Information provided:

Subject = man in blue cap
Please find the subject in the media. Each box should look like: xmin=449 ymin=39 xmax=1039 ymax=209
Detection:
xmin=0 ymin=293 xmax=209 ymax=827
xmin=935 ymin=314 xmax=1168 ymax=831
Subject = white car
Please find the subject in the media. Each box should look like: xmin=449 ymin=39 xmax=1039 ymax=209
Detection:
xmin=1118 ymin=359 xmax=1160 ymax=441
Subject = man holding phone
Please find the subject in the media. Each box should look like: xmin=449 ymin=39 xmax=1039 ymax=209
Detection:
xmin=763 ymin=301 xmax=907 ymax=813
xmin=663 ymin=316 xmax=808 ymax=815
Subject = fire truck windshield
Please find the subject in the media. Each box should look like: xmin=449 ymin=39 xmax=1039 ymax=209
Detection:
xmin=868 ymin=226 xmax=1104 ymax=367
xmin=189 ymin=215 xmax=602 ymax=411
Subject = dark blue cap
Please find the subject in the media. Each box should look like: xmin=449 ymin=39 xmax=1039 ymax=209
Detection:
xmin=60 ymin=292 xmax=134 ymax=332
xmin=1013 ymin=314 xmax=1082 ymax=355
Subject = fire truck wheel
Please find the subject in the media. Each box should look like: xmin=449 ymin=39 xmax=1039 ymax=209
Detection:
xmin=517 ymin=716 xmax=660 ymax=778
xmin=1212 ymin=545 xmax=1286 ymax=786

Exercise details: Please reproduce the lines word for word, starting at the very first line and ending at the line that contains "xmin=935 ymin=314 xmax=1168 ymax=831".

Solution:
Subject = man in blue cap
Please find the subject in the media. Each box should look like: xmin=449 ymin=39 xmax=1039 ymax=209
Detection:
xmin=0 ymin=293 xmax=209 ymax=827
xmin=935 ymin=314 xmax=1168 ymax=831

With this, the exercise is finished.